Annotated photo localization data:
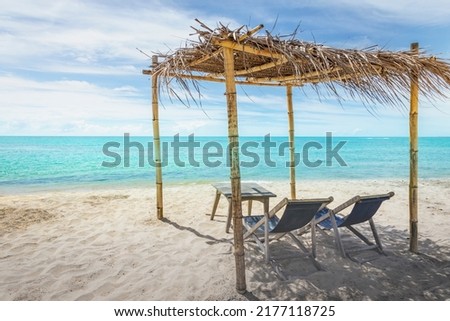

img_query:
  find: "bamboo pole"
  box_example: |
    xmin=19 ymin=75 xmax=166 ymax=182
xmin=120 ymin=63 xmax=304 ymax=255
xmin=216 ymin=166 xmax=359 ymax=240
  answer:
xmin=223 ymin=47 xmax=246 ymax=293
xmin=152 ymin=55 xmax=163 ymax=220
xmin=286 ymin=86 xmax=296 ymax=199
xmin=143 ymin=70 xmax=361 ymax=87
xmin=409 ymin=43 xmax=419 ymax=253
xmin=234 ymin=57 xmax=288 ymax=76
xmin=188 ymin=24 xmax=263 ymax=68
xmin=211 ymin=38 xmax=284 ymax=59
xmin=237 ymin=24 xmax=264 ymax=41
xmin=189 ymin=48 xmax=223 ymax=67
xmin=143 ymin=70 xmax=288 ymax=87
xmin=254 ymin=67 xmax=344 ymax=83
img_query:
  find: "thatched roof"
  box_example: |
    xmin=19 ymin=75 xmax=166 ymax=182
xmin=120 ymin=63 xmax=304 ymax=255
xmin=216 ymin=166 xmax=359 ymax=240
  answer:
xmin=145 ymin=20 xmax=450 ymax=106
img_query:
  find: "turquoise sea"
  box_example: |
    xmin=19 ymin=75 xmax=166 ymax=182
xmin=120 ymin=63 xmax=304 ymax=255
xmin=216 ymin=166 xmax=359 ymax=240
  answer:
xmin=0 ymin=136 xmax=449 ymax=194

Task brief: Write the records out exactly, dropping every image.

Result of the task:
img_query:
  find: "bamboo pole"
  box_example: |
    xmin=19 ymin=75 xmax=166 ymax=182
xmin=120 ymin=63 xmax=304 ymax=255
xmin=216 ymin=166 xmax=359 ymax=240
  answer:
xmin=223 ymin=47 xmax=246 ymax=293
xmin=152 ymin=55 xmax=163 ymax=220
xmin=286 ymin=86 xmax=296 ymax=199
xmin=143 ymin=70 xmax=361 ymax=87
xmin=409 ymin=43 xmax=419 ymax=253
xmin=234 ymin=57 xmax=288 ymax=76
xmin=188 ymin=24 xmax=263 ymax=68
xmin=211 ymin=38 xmax=284 ymax=59
xmin=237 ymin=24 xmax=264 ymax=41
xmin=189 ymin=48 xmax=223 ymax=67
xmin=143 ymin=70 xmax=288 ymax=87
xmin=254 ymin=67 xmax=344 ymax=83
img_query:
  find: "thatched roof"
  box_example: |
    xmin=19 ymin=75 xmax=166 ymax=182
xmin=120 ymin=63 xmax=304 ymax=255
xmin=216 ymin=166 xmax=359 ymax=240
  answer:
xmin=145 ymin=20 xmax=450 ymax=106
img_query:
  find: "turquoise sea"
  box_example: |
    xmin=19 ymin=75 xmax=166 ymax=182
xmin=120 ymin=63 xmax=304 ymax=255
xmin=216 ymin=166 xmax=359 ymax=240
  answer:
xmin=0 ymin=136 xmax=449 ymax=194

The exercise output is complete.